WHAT YOU NEED TO DO => Among the entries, which lines carry the string "broken"? Copy each of them.

⁂

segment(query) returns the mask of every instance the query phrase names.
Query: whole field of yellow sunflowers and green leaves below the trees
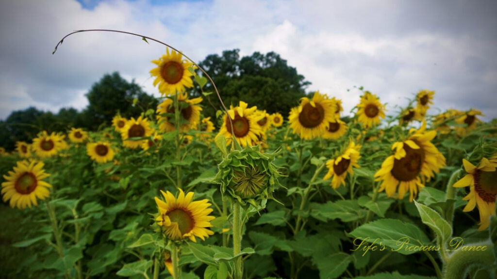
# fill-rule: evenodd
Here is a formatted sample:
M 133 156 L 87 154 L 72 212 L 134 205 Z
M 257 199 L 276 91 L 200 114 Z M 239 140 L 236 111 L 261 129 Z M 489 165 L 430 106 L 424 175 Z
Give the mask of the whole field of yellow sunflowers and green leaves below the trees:
M 479 110 L 361 87 L 350 113 L 317 91 L 210 118 L 191 94 L 206 72 L 169 48 L 152 63 L 156 110 L 1 150 L 0 278 L 496 277 L 497 123 Z

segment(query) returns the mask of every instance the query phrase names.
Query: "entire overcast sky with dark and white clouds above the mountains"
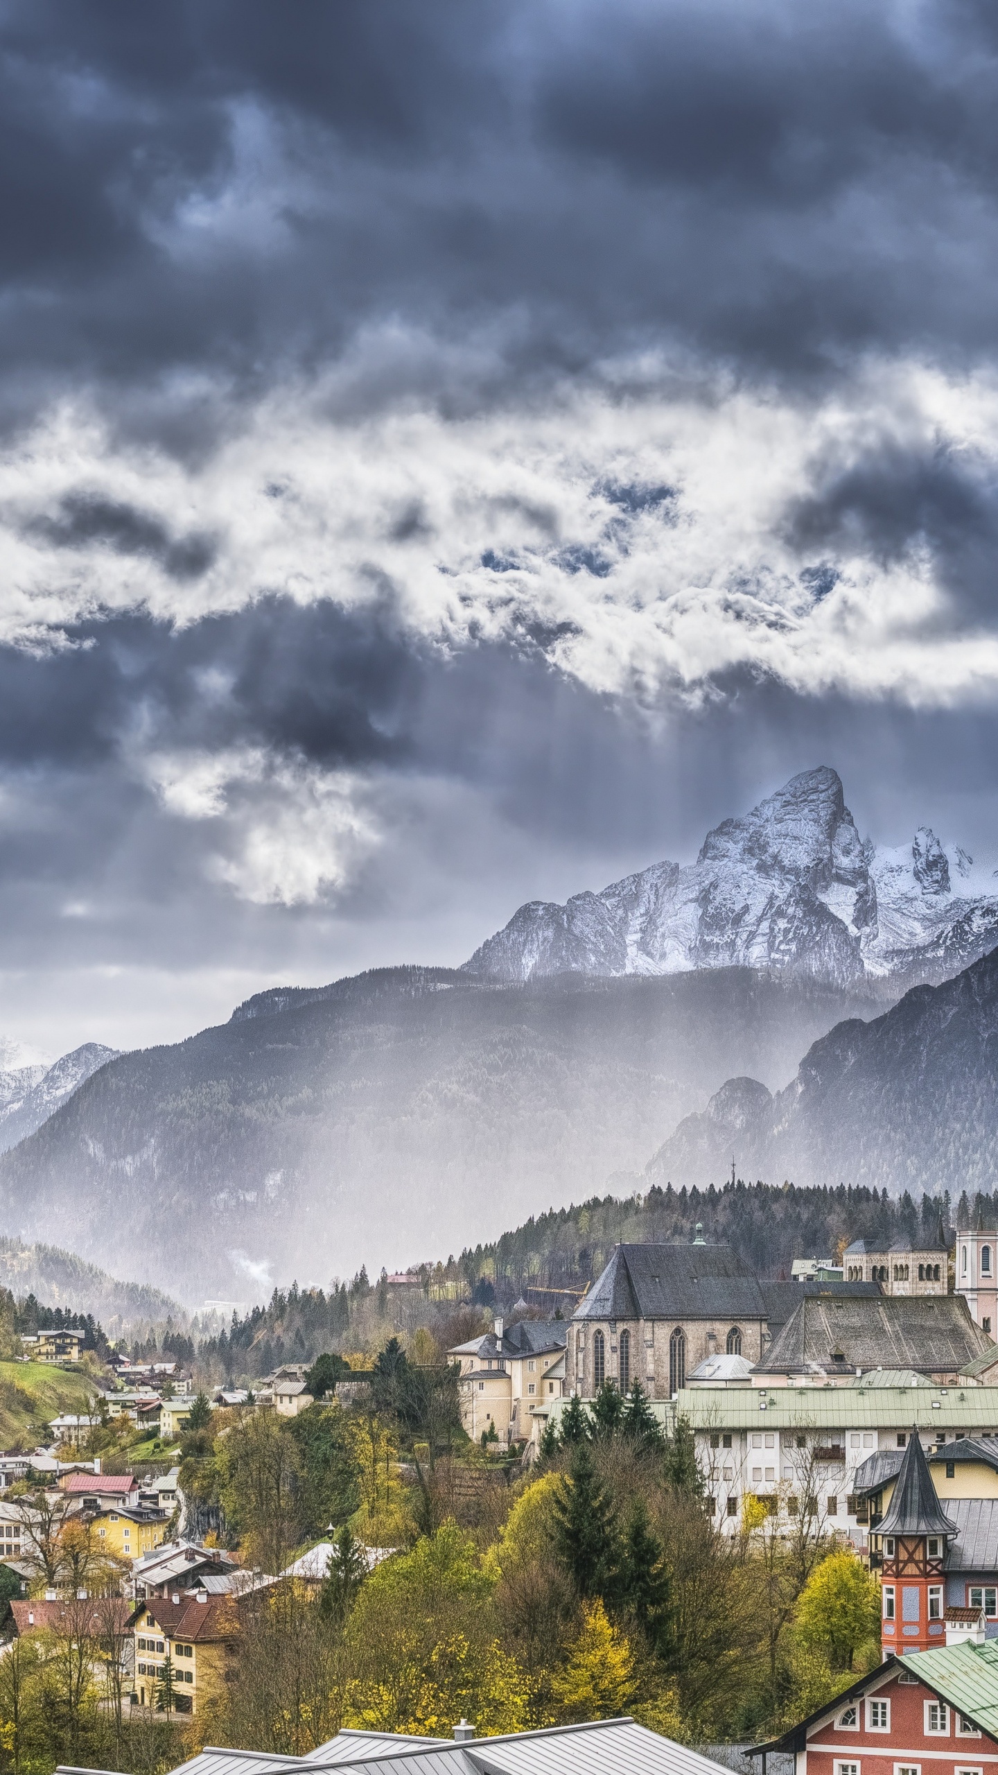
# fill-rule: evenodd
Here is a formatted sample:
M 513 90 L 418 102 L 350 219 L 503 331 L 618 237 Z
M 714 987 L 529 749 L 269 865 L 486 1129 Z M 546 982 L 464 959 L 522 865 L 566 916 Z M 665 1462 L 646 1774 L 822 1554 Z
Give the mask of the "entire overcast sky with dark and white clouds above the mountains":
M 0 1033 L 991 854 L 998 9 L 0 0 Z

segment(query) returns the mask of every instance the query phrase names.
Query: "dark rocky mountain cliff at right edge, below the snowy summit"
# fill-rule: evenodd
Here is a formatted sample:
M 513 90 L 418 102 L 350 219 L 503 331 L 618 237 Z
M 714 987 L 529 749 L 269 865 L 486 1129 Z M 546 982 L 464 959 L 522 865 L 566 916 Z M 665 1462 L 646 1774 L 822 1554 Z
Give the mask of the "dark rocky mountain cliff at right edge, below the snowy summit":
M 998 950 L 872 1022 L 847 1019 L 771 1095 L 732 1077 L 685 1116 L 652 1182 L 741 1177 L 932 1193 L 991 1191 L 998 1141 Z

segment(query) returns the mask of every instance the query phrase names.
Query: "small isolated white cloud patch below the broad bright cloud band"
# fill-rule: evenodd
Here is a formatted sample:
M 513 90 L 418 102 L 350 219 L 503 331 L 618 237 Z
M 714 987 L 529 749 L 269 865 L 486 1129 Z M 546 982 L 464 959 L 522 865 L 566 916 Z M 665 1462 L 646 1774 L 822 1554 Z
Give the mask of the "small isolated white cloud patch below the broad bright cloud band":
M 314 905 L 341 889 L 378 843 L 357 772 L 321 770 L 259 747 L 151 753 L 140 769 L 169 813 L 218 822 L 206 873 L 257 905 Z

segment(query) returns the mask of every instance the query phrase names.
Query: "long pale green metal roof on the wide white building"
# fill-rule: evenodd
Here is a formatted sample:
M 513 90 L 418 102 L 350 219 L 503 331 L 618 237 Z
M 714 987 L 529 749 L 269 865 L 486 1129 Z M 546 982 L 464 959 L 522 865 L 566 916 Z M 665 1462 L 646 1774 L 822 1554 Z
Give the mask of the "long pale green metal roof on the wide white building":
M 954 1429 L 998 1432 L 998 1386 L 687 1386 L 675 1408 L 653 1402 L 661 1416 L 682 1413 L 701 1431 L 765 1429 Z M 765 1409 L 764 1409 L 765 1408 Z

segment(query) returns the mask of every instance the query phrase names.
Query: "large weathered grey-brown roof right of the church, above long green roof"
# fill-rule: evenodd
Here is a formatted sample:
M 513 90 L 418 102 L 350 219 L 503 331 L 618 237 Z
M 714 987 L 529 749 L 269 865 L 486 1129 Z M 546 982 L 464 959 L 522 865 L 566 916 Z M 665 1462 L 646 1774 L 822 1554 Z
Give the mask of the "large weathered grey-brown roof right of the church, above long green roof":
M 959 1294 L 824 1299 L 808 1296 L 756 1365 L 760 1374 L 916 1369 L 961 1374 L 987 1342 Z

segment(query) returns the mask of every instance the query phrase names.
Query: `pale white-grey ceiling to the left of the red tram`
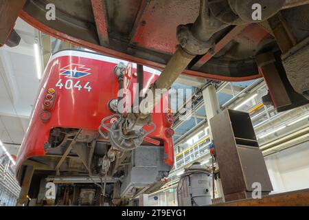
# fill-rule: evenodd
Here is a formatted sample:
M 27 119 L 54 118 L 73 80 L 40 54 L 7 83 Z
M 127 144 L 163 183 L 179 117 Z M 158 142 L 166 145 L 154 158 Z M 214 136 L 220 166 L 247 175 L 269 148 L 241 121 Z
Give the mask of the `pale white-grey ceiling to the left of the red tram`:
M 21 36 L 21 43 L 0 48 L 0 140 L 16 155 L 29 124 L 39 81 L 34 59 L 36 30 L 21 19 L 14 30 Z

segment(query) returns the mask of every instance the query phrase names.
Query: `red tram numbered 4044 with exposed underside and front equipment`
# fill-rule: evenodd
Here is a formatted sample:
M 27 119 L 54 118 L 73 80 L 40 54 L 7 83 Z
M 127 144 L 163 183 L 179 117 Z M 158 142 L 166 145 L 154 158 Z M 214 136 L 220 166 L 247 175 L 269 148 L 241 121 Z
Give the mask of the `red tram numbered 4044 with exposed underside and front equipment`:
M 119 88 L 134 99 L 135 71 L 92 52 L 63 50 L 50 58 L 16 162 L 19 205 L 124 205 L 165 184 L 174 163 L 171 113 L 152 113 L 141 144 L 128 151 L 113 148 L 108 135 L 123 115 L 115 113 Z M 143 87 L 159 74 L 144 67 Z

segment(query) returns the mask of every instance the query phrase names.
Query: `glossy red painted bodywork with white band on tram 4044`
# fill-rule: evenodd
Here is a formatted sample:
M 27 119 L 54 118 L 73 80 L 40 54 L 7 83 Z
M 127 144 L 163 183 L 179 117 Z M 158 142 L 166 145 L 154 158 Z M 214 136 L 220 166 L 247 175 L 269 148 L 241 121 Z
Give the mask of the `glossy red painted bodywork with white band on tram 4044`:
M 44 144 L 48 142 L 49 132 L 52 128 L 65 127 L 97 131 L 101 120 L 113 114 L 108 110 L 107 103 L 109 100 L 117 98 L 118 82 L 117 77 L 113 74 L 113 69 L 120 61 L 99 54 L 78 51 L 62 51 L 52 56 L 41 80 L 30 126 L 19 151 L 16 163 L 17 172 L 25 159 L 45 155 Z M 63 68 L 70 64 L 76 65 L 77 70 L 82 69 L 89 75 L 81 78 L 67 78 L 67 75 L 61 75 Z M 133 72 L 135 71 L 133 66 Z M 145 67 L 144 85 L 148 86 L 153 83 L 159 77 L 158 74 L 158 71 Z M 56 87 L 59 80 L 63 84 L 62 88 Z M 71 80 L 72 87 L 69 81 L 66 89 L 65 84 L 68 80 Z M 82 86 L 80 89 L 76 85 L 78 80 L 80 81 L 78 85 Z M 132 80 L 130 90 L 133 89 L 136 78 L 133 77 Z M 85 89 L 85 85 L 90 86 L 91 91 Z M 42 111 L 42 104 L 49 88 L 56 90 L 56 101 L 50 111 L 50 120 L 43 122 L 39 118 L 39 114 Z M 167 99 L 168 96 L 163 98 Z M 164 124 L 163 113 L 152 113 L 152 121 L 155 122 L 157 129 L 150 133 L 148 137 L 160 139 L 164 142 L 164 152 L 167 155 L 165 163 L 172 166 L 174 164 L 173 142 L 171 137 L 166 136 L 165 131 L 168 126 Z

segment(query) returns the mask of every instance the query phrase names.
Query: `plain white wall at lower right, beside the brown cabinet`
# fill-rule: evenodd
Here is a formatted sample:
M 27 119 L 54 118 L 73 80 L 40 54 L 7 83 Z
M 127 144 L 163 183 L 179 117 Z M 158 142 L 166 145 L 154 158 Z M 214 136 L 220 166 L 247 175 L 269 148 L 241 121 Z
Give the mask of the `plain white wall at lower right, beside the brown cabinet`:
M 309 188 L 309 142 L 265 157 L 273 193 Z

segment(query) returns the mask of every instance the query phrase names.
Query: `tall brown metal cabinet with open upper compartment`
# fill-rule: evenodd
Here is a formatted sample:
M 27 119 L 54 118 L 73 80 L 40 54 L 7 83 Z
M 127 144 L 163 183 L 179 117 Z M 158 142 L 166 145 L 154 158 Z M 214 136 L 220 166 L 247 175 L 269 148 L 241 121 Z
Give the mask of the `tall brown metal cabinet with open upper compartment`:
M 210 126 L 225 201 L 251 198 L 255 182 L 268 195 L 273 187 L 249 113 L 225 109 Z

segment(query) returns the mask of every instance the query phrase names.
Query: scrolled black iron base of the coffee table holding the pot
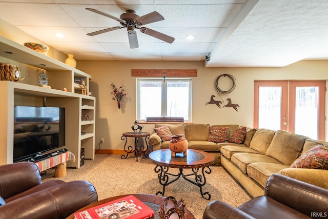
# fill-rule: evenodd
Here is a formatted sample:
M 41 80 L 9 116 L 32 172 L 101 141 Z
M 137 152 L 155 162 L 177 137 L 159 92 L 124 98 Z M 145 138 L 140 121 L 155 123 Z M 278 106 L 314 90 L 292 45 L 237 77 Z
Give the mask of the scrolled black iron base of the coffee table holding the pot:
M 162 167 L 162 166 L 156 165 L 155 166 L 155 172 L 158 173 L 159 184 L 163 186 L 163 191 L 162 192 L 161 191 L 156 192 L 156 195 L 160 194 L 161 196 L 164 196 L 165 187 L 167 185 L 170 185 L 171 183 L 177 181 L 178 178 L 180 178 L 180 176 L 182 176 L 188 182 L 190 182 L 190 183 L 192 183 L 192 184 L 199 187 L 200 194 L 203 198 L 205 198 L 206 200 L 210 200 L 211 199 L 211 194 L 209 192 L 204 192 L 203 193 L 202 186 L 204 186 L 206 184 L 205 173 L 210 174 L 212 172 L 212 170 L 211 170 L 210 167 L 202 167 L 201 168 L 201 173 L 198 174 L 199 169 L 200 168 L 193 168 L 192 169 L 193 173 L 185 175 L 185 174 L 183 174 L 183 169 L 180 168 L 178 174 L 173 174 L 173 173 L 169 173 L 169 167 Z M 176 178 L 169 181 L 169 175 L 176 176 Z M 187 178 L 188 176 L 192 176 L 192 175 L 195 176 L 195 181 L 192 181 L 192 180 L 190 180 L 190 178 Z

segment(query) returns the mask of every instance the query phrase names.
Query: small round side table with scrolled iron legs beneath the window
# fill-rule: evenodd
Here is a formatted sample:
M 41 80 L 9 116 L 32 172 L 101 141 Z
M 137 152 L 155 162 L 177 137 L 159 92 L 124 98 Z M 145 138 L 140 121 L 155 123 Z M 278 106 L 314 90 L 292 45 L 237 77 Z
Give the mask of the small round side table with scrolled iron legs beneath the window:
M 125 140 L 124 144 L 124 151 L 127 153 L 126 155 L 121 155 L 122 159 L 126 159 L 130 153 L 134 153 L 136 156 L 136 161 L 138 162 L 138 153 L 144 153 L 145 157 L 148 157 L 146 155 L 146 151 L 148 150 L 148 144 L 147 139 L 149 138 L 150 133 L 148 132 L 125 132 L 121 136 L 121 140 Z M 134 137 L 134 146 L 127 146 L 128 137 Z M 139 137 L 145 137 L 145 143 L 146 147 L 144 145 L 138 146 L 138 138 Z

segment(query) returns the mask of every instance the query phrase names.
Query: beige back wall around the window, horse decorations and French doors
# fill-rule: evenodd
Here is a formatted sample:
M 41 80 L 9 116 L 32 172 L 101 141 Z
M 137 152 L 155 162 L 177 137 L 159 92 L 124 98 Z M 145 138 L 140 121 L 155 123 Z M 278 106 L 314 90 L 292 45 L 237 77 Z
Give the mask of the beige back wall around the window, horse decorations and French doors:
M 193 77 L 192 122 L 206 124 L 239 124 L 253 126 L 254 81 L 267 79 L 328 79 L 328 61 L 301 61 L 284 68 L 204 68 L 203 62 L 121 62 L 121 61 L 77 61 L 77 68 L 92 75 L 90 90 L 97 98 L 96 147 L 100 137 L 105 138 L 101 149 L 121 149 L 122 132 L 131 131 L 136 119 L 136 77 L 131 69 L 197 69 Z M 223 100 L 231 98 L 238 104 L 238 112 L 232 108 L 205 105 L 211 95 L 216 95 L 216 78 L 221 74 L 232 74 L 236 88 L 230 94 L 221 95 Z M 222 77 L 221 77 L 222 78 Z M 221 85 L 221 78 L 220 84 Z M 225 78 L 223 78 L 224 80 Z M 112 100 L 111 83 L 123 84 L 127 91 L 126 102 L 121 109 Z M 224 81 L 223 81 L 224 82 Z M 227 83 L 231 83 L 227 78 Z M 231 85 L 220 88 L 229 90 Z M 225 102 L 227 103 L 227 102 Z M 144 125 L 144 124 L 143 124 Z M 152 132 L 153 125 L 144 125 L 143 130 Z

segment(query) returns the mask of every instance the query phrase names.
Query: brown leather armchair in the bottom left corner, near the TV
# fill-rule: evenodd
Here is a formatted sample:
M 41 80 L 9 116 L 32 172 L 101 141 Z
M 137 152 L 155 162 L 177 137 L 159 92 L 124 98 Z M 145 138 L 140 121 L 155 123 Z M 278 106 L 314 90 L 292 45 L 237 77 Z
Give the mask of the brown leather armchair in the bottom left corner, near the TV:
M 0 218 L 66 218 L 96 201 L 97 192 L 90 182 L 42 183 L 32 162 L 0 166 Z

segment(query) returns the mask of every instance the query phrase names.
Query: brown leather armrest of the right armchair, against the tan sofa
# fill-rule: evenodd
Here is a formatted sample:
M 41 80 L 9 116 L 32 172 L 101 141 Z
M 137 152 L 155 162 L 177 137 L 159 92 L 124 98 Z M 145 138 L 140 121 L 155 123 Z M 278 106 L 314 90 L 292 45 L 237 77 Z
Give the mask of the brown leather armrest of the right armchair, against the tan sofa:
M 327 211 L 327 189 L 277 173 L 270 176 L 264 195 L 310 217 L 313 212 Z

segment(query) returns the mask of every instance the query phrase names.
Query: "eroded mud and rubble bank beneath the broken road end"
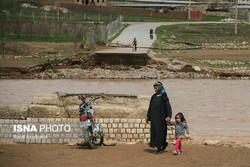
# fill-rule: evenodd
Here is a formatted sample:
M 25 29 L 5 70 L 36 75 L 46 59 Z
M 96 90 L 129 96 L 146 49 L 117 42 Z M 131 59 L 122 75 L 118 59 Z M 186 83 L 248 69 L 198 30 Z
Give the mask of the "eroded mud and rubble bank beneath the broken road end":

⁂

REPLY =>
Query: "eroded mud and rubble bank beneath the broken road end"
Give the mask of the "eroded mud and rubble bank beneath the broken road end":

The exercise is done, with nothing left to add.